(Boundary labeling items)
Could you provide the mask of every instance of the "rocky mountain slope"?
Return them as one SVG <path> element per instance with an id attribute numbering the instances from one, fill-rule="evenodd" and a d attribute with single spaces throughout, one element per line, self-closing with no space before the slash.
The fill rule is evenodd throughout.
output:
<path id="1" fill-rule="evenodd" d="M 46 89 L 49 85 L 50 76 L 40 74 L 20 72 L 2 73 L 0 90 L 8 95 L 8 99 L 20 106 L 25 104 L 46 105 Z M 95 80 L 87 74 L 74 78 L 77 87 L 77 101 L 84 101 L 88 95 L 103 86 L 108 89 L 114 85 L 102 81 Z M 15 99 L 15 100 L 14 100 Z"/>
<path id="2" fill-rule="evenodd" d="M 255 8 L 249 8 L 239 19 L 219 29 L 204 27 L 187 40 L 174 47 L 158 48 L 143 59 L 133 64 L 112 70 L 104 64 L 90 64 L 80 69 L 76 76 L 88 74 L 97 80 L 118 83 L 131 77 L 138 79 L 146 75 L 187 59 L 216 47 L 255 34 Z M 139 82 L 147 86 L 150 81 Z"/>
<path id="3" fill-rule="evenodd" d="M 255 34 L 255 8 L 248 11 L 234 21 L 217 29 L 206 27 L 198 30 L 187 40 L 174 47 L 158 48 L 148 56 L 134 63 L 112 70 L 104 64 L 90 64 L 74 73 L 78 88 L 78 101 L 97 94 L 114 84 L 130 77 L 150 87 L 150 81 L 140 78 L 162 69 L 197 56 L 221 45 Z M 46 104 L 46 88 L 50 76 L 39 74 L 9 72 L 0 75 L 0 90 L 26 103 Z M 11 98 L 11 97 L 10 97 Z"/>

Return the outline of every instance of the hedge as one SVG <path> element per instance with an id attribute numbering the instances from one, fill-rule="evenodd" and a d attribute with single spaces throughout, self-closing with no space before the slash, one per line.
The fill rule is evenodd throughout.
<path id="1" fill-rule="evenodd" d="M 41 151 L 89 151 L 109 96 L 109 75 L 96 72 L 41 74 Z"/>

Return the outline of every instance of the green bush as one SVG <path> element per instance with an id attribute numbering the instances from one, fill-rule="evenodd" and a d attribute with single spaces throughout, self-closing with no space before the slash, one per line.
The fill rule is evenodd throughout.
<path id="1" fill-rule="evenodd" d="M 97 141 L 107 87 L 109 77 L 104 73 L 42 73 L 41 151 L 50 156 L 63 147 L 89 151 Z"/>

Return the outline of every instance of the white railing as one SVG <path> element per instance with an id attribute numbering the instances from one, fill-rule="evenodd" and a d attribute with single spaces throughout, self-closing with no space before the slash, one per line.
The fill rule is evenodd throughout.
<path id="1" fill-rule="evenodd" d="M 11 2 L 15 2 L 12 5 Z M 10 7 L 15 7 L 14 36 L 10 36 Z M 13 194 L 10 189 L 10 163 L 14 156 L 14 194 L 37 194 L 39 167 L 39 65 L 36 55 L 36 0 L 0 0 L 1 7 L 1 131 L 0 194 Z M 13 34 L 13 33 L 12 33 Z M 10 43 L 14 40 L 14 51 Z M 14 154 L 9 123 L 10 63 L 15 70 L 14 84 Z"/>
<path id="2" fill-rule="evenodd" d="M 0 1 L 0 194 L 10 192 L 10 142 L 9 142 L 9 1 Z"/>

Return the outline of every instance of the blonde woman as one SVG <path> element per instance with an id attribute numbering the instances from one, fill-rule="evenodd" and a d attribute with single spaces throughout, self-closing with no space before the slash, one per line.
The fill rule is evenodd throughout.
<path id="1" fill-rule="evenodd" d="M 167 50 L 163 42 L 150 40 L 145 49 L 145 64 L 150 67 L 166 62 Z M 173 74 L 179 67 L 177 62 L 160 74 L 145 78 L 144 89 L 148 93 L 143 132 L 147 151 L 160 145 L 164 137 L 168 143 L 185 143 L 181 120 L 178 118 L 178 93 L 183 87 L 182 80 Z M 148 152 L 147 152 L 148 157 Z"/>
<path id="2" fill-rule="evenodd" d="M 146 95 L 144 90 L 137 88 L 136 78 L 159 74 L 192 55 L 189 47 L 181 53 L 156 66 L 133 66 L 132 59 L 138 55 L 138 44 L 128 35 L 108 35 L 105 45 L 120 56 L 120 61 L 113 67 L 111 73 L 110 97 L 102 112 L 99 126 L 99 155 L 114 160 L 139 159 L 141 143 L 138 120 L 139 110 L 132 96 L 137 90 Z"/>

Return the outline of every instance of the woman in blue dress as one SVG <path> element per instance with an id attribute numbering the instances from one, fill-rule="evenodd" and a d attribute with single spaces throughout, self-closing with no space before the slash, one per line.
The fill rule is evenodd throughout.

> _Task objective_:
Transcribe the records above exactly as they appear.

> _Output for this exercise_:
Could you provide the mask of every instance of the "rocky mountain slope"?
Return them as one SVG <path> element per instance with an id attribute numbering the instances from one, fill-rule="evenodd" and a d attribute with single spaces throughout, one element per line, self-closing with no space before the slash.
The fill rule is evenodd throughout.
output:
<path id="1" fill-rule="evenodd" d="M 46 89 L 49 85 L 50 76 L 40 74 L 20 72 L 2 73 L 0 90 L 8 95 L 8 99 L 20 106 L 25 104 L 46 105 Z M 95 80 L 87 74 L 74 78 L 77 87 L 77 101 L 84 101 L 88 95 L 103 86 L 108 89 L 114 85 L 102 81 Z M 15 99 L 15 100 L 14 100 Z"/>
<path id="2" fill-rule="evenodd" d="M 255 8 L 249 8 L 239 19 L 219 29 L 204 27 L 187 40 L 174 47 L 158 48 L 143 59 L 133 64 L 112 70 L 104 64 L 90 64 L 80 69 L 76 76 L 88 74 L 97 80 L 118 83 L 131 77 L 138 79 L 146 75 L 187 59 L 216 47 L 255 34 Z M 139 82 L 147 86 L 150 81 Z"/>
<path id="3" fill-rule="evenodd" d="M 255 34 L 255 8 L 248 11 L 234 21 L 217 29 L 206 27 L 198 30 L 187 40 L 174 47 L 158 48 L 148 56 L 134 63 L 112 70 L 104 64 L 90 64 L 74 73 L 78 88 L 78 101 L 97 94 L 114 84 L 130 77 L 150 87 L 150 81 L 140 78 L 162 69 L 197 56 L 221 45 Z M 46 104 L 46 88 L 50 76 L 39 74 L 9 72 L 0 75 L 0 90 L 26 103 Z M 11 98 L 11 97 L 10 97 Z"/>

Return the outline of every instance of the hedge as one SVG <path> element per instance with an id attribute numbering the instances from one, fill-rule="evenodd" and a d attribute with single spaces throughout, self-closing with no space before the slash, one per line.
The fill rule is evenodd throughout.
<path id="1" fill-rule="evenodd" d="M 41 151 L 89 151 L 109 96 L 109 75 L 96 72 L 41 74 Z"/>

Return the outline of every instance of the green bush as one SVG <path> element per instance with an id attribute numbering the instances from one, fill-rule="evenodd" and a d attribute with single spaces throughout, self-closing with no space before the slash, one per line.
The fill rule is evenodd throughout.
<path id="1" fill-rule="evenodd" d="M 97 141 L 107 87 L 109 77 L 104 73 L 42 73 L 41 151 L 50 156 L 63 147 L 89 151 Z"/>

Return the outline of every instance of the white railing as one SVG <path> element per instance with an id attribute numbering the instances from one, fill-rule="evenodd" and a d attribute with single spaces throughout, self-closing with no space before the slash, one per line.
The fill rule is evenodd throughout.
<path id="1" fill-rule="evenodd" d="M 11 2 L 15 2 L 12 5 Z M 10 7 L 15 7 L 14 36 L 10 36 Z M 13 194 L 10 189 L 10 163 L 14 156 L 14 194 L 37 194 L 39 167 L 39 65 L 36 55 L 36 0 L 0 0 L 1 7 L 1 131 L 0 194 Z M 13 34 L 13 33 L 12 33 Z M 10 43 L 14 40 L 14 51 Z M 14 154 L 9 123 L 10 63 L 15 70 L 14 84 Z"/>
<path id="2" fill-rule="evenodd" d="M 0 1 L 0 194 L 10 192 L 10 142 L 9 142 L 9 1 Z"/>

Return the outline of every instance of the blonde woman as one SVG <path> element per instance with an id attribute numbering the instances from one, fill-rule="evenodd" and a d attribute with single spaces throughout, self-closing with no space before the slash, one per line.
The fill rule is evenodd throughout.
<path id="1" fill-rule="evenodd" d="M 167 50 L 163 42 L 150 40 L 145 49 L 145 64 L 150 67 L 166 62 Z M 173 74 L 179 67 L 177 62 L 160 74 L 145 78 L 144 89 L 148 93 L 143 132 L 147 151 L 160 145 L 164 137 L 168 143 L 185 143 L 181 120 L 178 118 L 178 93 L 183 87 L 182 80 Z M 148 152 L 147 152 L 148 157 Z"/>
<path id="2" fill-rule="evenodd" d="M 146 95 L 144 90 L 137 88 L 136 78 L 159 74 L 192 55 L 189 47 L 181 53 L 156 66 L 133 66 L 132 59 L 138 55 L 138 44 L 128 35 L 108 35 L 105 45 L 120 56 L 120 61 L 113 67 L 111 73 L 110 97 L 102 112 L 99 126 L 99 155 L 114 160 L 139 159 L 141 143 L 138 120 L 139 110 L 132 96 L 137 90 Z"/>

Return the outline of every instance of the woman in blue dress as one SVG <path> element per instance with an id attribute numbering the instances from one, fill-rule="evenodd" and a d attribute with single spaces throughout, self-closing with no space before the slash, one per line.
The fill rule is evenodd throughout.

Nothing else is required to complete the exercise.